• **TEXTO FORNECIDO**:
"""
O começo do século dezenove viu um desenvolvimento adicional na exploração do mundo imaginal. Os seguidores de Anton Mesmer descobriram que as pessoas, em geral as mulheres, que haviam sido colocadas sob transe hipnótico, podiam, às vezes, descrever lugares que não eram desta Terra, e responder perguntas acerca de coisas que nunca conheceram em estado de vigília. Alguns, como Swedenborg e Dante, tinham podido conversar com espíritos de mortos e, portanto, descrever o mundo que supostamente nos espera depois da morte. Não importa que os “espíritos” fossem frequentemente descobertos em disparates e mentiras (como Swedenborg já havia notado), ou que os diversos relatos de outros mundos fossem contraditórios: os médiuns diziam o que seus ouvintes estavam ansiosos para ouvir.
"""
[Itens armazenados de uma coleção]
"""
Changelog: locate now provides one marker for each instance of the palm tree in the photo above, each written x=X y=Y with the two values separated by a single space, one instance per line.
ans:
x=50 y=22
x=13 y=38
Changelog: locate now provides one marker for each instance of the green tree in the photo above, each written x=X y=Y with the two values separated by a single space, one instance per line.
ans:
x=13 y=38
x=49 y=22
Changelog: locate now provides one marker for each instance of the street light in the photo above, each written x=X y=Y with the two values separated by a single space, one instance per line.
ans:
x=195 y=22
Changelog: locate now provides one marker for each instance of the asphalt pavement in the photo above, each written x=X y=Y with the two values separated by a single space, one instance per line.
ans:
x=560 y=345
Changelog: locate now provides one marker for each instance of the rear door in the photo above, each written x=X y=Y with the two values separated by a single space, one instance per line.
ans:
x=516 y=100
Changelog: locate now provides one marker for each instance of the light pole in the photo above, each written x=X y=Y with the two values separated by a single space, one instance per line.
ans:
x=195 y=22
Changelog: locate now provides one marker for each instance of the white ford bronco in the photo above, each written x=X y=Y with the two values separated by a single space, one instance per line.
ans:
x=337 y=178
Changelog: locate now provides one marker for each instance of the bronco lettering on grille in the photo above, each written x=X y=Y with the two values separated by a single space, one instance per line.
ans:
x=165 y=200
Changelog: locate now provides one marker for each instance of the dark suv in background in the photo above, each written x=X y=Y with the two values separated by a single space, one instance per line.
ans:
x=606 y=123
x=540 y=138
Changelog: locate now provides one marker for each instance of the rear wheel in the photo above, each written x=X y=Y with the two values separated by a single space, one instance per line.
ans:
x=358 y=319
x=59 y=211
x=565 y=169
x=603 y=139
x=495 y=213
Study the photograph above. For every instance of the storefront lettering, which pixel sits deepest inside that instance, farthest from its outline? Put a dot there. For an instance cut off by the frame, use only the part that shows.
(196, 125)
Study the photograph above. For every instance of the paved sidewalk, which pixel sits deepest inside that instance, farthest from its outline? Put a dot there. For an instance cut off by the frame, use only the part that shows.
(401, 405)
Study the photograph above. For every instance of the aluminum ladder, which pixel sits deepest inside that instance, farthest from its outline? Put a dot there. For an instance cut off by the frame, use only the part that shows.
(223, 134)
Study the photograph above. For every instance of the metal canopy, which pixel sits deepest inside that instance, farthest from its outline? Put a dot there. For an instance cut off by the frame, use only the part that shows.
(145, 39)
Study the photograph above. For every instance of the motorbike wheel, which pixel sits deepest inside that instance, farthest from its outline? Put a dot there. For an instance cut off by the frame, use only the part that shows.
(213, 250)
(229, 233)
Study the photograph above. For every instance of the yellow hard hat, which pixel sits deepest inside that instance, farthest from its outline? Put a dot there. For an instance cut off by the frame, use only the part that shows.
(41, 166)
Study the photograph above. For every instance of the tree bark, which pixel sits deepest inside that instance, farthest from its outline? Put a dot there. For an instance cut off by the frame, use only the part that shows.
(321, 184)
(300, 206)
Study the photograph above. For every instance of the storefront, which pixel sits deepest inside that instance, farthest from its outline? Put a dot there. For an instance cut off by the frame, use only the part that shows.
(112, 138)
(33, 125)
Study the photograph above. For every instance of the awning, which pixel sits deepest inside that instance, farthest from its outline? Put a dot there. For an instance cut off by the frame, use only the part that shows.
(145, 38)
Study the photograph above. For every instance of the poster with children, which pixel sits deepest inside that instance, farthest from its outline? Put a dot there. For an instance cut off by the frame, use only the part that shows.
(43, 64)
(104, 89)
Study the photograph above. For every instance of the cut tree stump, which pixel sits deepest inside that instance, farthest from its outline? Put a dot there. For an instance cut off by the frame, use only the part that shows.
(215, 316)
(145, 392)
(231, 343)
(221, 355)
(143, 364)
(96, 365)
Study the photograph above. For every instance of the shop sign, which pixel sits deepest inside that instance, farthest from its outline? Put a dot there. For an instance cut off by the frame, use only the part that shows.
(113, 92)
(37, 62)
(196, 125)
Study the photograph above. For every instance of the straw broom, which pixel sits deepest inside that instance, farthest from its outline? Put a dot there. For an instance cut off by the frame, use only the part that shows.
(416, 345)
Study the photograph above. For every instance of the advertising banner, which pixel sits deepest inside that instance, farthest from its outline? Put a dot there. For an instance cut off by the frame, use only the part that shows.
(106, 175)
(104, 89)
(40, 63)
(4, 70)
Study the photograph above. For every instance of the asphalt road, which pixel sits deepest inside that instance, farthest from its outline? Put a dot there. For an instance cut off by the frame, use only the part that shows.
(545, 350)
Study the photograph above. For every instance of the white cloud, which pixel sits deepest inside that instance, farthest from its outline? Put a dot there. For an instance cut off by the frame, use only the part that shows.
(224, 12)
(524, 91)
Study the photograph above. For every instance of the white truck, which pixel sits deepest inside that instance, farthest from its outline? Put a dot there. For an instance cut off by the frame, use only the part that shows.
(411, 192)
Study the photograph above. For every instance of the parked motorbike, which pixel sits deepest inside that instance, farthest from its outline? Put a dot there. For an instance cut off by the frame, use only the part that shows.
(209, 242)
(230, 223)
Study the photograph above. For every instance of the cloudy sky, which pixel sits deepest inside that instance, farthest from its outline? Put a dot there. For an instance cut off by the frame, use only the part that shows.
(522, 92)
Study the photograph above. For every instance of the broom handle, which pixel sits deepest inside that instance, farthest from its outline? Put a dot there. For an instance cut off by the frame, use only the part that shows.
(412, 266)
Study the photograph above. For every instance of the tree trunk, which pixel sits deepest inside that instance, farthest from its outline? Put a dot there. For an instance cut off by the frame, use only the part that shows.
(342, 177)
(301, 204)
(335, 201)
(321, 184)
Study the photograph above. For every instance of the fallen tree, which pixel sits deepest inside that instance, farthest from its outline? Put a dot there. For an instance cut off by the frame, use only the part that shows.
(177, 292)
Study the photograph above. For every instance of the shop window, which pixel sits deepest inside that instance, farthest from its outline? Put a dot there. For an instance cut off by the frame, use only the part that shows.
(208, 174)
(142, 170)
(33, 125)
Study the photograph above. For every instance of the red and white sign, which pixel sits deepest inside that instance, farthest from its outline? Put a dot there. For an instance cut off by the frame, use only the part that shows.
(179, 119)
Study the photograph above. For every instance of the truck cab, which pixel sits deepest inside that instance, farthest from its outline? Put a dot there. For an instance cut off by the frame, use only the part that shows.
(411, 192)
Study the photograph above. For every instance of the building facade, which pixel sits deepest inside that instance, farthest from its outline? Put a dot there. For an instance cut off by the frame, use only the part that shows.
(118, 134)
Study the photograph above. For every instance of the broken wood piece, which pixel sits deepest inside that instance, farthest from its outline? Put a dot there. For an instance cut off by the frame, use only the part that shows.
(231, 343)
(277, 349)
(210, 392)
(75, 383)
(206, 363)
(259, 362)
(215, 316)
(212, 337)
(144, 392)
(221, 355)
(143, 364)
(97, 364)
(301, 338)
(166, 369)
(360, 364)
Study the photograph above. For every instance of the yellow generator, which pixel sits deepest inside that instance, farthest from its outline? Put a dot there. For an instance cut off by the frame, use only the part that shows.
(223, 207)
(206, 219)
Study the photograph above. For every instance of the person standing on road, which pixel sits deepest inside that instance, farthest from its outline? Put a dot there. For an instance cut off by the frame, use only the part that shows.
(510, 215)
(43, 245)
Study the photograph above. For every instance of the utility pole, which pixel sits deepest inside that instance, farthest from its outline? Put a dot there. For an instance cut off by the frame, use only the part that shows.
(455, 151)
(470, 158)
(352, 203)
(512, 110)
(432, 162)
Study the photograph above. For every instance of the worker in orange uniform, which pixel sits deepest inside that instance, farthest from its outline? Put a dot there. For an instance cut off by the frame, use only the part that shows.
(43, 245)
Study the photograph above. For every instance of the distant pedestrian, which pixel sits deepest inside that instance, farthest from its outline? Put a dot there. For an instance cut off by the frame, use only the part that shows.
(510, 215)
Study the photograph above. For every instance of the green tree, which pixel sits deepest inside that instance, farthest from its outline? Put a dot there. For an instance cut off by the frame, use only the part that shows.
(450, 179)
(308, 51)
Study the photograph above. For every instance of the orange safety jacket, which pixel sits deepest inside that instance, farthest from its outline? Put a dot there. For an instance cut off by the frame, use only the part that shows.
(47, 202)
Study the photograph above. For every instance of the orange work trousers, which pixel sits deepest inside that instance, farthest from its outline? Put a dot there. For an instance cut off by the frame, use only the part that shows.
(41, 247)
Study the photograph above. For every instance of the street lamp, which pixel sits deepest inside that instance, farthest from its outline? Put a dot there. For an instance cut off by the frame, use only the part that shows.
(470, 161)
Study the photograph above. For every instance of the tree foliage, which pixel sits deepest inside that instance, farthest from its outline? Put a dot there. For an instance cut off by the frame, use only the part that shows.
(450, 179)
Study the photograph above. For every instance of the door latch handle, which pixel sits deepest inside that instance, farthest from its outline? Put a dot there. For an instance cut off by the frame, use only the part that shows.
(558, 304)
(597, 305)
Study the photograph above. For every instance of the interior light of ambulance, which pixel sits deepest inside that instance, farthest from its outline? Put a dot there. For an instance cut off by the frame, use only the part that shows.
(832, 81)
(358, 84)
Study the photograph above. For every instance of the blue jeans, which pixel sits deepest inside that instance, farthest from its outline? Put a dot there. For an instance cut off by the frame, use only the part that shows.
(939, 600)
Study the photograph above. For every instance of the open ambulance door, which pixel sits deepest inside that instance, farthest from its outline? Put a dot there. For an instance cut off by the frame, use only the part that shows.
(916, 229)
"""
• **TAREFA**: No texto fornecido, quem eram, em geral, as pessoas que os seguidores de Anton Mesmer colocavam sob transe hipnótico?

• **RESPOSTA REDIGIDA**: Em geral, eram mulheres.